◆ **Exercise brief**: Whatever the records say, repeat them exactly as given.

Data extracted from a collection:
+---+
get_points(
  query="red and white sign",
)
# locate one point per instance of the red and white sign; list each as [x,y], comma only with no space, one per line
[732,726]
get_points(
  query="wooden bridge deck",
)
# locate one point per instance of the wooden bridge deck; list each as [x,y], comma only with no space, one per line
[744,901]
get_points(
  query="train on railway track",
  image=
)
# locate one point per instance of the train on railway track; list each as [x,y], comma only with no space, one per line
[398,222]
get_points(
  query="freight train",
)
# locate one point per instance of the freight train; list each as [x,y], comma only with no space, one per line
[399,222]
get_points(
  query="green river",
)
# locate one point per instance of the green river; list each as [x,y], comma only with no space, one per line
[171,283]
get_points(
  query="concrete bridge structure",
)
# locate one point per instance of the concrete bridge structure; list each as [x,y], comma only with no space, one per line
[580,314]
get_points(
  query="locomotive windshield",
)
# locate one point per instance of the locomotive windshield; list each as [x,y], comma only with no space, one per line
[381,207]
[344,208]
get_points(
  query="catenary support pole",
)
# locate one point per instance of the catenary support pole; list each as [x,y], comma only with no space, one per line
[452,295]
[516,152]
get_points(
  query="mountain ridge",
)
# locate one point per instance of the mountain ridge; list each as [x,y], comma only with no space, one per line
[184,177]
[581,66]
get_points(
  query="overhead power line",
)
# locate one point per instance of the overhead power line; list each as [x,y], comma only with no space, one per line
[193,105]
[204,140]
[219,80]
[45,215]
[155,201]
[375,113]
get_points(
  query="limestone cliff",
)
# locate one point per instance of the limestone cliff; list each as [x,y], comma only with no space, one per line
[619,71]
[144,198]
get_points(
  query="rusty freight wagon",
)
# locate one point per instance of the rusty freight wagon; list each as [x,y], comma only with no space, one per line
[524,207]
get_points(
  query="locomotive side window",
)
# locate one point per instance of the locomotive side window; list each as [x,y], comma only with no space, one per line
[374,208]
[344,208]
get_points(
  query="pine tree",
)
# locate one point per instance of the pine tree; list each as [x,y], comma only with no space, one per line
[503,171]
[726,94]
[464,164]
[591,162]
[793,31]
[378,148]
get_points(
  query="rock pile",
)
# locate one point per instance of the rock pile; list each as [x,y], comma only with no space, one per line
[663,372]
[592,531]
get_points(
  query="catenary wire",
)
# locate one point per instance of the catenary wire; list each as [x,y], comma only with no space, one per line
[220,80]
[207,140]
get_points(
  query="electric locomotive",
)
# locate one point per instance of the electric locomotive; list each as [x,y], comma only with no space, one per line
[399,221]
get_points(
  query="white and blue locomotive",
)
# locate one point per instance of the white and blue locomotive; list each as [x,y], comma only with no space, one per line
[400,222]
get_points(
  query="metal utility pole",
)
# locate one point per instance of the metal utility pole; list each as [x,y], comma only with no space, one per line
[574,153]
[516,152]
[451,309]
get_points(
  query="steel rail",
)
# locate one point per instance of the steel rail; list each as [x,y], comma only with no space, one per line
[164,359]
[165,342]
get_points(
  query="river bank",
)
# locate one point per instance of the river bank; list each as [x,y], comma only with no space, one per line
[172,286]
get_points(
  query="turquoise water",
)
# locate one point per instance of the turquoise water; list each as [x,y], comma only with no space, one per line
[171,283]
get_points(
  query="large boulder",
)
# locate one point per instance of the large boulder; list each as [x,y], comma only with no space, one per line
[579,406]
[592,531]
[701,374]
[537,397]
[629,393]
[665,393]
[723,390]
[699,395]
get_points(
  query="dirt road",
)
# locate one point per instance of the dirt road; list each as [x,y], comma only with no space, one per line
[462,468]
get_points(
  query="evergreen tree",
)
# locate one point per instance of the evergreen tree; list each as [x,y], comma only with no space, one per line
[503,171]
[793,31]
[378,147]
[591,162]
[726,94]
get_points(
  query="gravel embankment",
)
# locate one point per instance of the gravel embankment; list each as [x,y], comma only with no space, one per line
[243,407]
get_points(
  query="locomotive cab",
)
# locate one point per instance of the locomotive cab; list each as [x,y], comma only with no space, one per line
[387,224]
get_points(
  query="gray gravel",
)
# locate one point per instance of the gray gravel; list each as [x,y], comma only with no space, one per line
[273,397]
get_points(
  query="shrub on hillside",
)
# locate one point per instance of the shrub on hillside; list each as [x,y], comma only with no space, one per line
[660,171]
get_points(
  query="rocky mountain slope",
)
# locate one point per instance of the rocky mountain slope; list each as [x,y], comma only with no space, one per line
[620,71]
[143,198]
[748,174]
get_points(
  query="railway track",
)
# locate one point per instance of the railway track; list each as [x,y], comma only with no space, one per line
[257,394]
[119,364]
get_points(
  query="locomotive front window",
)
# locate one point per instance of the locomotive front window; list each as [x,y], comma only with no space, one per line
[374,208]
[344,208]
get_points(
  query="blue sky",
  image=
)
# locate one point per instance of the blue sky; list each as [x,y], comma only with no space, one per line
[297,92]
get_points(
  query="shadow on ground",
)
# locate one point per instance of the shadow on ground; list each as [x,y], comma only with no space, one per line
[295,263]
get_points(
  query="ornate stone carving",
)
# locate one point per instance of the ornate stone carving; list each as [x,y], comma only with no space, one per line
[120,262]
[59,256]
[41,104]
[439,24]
+---+
◆ **Written answer**:
get_points(
  query="red and white sign",
)
# locate one point per instance of the red and white sign; list each as [x,y], comma only with no space, one per line
[732,726]
get_points(
  query="wooden bridge deck",
)
# locate one point per instance of the wooden bridge deck; list each as [x,y], comma only with no space, one per line
[744,901]
get_points(
  query="train on railway track",
  image=
)
# locate one point per instance of the train on railway track; list each as [x,y], comma only with no space, one per line
[398,222]
get_points(
  query="freight train",
)
# locate one point per instance of the freight train; list each as [x,y], comma only with no space, one per line
[399,222]
get_points(
  query="green river",
)
# locate one point per instance of the green river; list each as [x,y], comma only with no space, one per line
[171,283]
get_points(
  query="concrete bridge structure",
)
# locate one point per instance of the concrete bridge structure; list each as [x,y], comma only with no space, one per line
[580,314]
get_points(
  query="locomotive windshield",
)
# locate one point per instance of the locomotive windshield; list each as [x,y], comma only with no space, one per line
[381,207]
[344,208]
get_points(
  query="catenary support pole",
)
# locate one point per instance of the catenary support pole; list each as [x,y], comma only with no space, one per line
[452,295]
[516,152]
get_points(
  query="mountain ridge",
)
# locate one point per instance of the mountain ridge; list each as [x,y], comma only with no space, one per line
[184,177]
[581,66]
get_points(
  query="overhead power line",
)
# locate one point per instance of the overhead power line; list each as [x,y], comma only with no space, one per line
[193,105]
[204,140]
[219,80]
[45,215]
[155,201]
[375,113]
get_points(
  query="limestone cliff",
)
# locate one point per instance of the limestone cliff; list each as [x,y], comma only with no space, one per line
[619,71]
[144,198]
get_points(
  query="rusty freight wagon",
)
# locate one point per instance of the rusty freight wagon; list each as [x,y], comma only with no space, one per line
[524,207]
get_points(
  query="locomotive side window",
)
# locate one point per instance of the locomotive side window; list each as [x,y], comma only with no space, one per line
[374,208]
[344,208]
get_points(
  query="pine tree",
)
# locate one point per instance of the pine tree; list each as [x,y], comma only with no space, one per line
[503,171]
[726,94]
[464,164]
[591,162]
[793,31]
[378,148]
get_points(
  query="rock pile",
)
# locate one point per instance of the rock pile; list each as [x,y], comma only with no space, one per line
[663,372]
[592,531]
get_points(
  query="catenary wire",
)
# locate one point per instance of the catenary wire; list each as [x,y], comma only with no space, one per line
[220,80]
[207,140]
get_points(
  query="electric locomotive",
)
# locate one point per instance of the electric locomotive; list each as [x,y], comma only with no space, one per line
[399,221]
get_points(
  query="white and blue locomotive",
)
# locate one point per instance of the white and blue locomotive; list each as [x,y], comma only with no space, one per line
[400,222]
get_points(
  query="metal utility pole",
)
# locate one point per instance of the metal utility pole; list each as [x,y], comma only with no space, one per line
[574,153]
[516,152]
[451,309]
get_points(
  query="steel rail",
)
# locate one point per instance of the steel rail; list each as [x,y], comma only with no space, one per line
[164,359]
[165,342]
get_points(
  query="river bank",
)
# locate one point per instance of the river bank; list each as [x,y], comma only with no space, one per line
[172,286]
get_points(
  query="turquoise water",
)
# locate one point per instance of the turquoise water; list each as [x,y], comma only with no space, one per line
[171,283]
get_points(
  query="large boulder",
)
# locate one point per instance of the large boulder; list each as [x,y], comma only with no space, one per line
[579,406]
[592,531]
[701,374]
[537,397]
[629,393]
[665,393]
[723,390]
[699,395]
get_points(
  query="dirt road",
)
# locate one point per instance of the dirt road; list each as [x,y], comma only with no space, one per line
[462,468]
get_points(
  query="evergreen tree",
)
# locate one point per instance of the evergreen tree; list each as [x,y], comma only with no space, one per line
[503,171]
[793,31]
[378,147]
[591,162]
[726,94]
get_points(
  query="gravel embankment",
)
# locate one point per instance of the gravel embankment; list each as [x,y], comma only with no space, one per line
[243,407]
get_points(
  query="locomotive cab",
)
# locate one point per instance of the locomotive cab; list each as [x,y], comma only with no space, one per line
[387,224]
get_points(
  query="gray gravel",
)
# locate one point per instance of the gray gravel; list each as [x,y], comma only with no space, one per line
[273,397]
get_points(
  query="shrub on hillside",
)
# locate one point per instance of the shrub on hillside; list each as [x,y], comma only with no space, one per line
[660,171]
get_points(
  query="rocky mountain slope",
)
# locate one point per instance of the rocky mountain slope; list each as [x,y], comma only with no space, one per line
[620,71]
[143,198]
[748,174]
get_points(
  query="railway track",
)
# locate one point per instance of the railway track; list each as [x,y], comma only with no space, one per line
[257,394]
[119,364]
get_points(
  query="locomotive front window",
)
# locate one point per instance of the locomotive front window; list each as [x,y], comma only with no space, one per line
[374,208]
[344,208]
get_points(
  query="blue sky",
  image=
)
# locate one point per instance of the blue sky; list each as [x,y], comma only with no space, one per line
[297,92]
get_points(
  query="shadow on ground",
)
# locate one point per instance of the shadow on ground; list each as [x,y], comma only with no space, one per line
[295,263]
get_points(
  query="ornate stone carving",
)
# locate one point per instance of the ornate stone carving; list each as [x,y], comma only with no space, one per line
[120,262]
[59,256]
[41,104]
[439,24]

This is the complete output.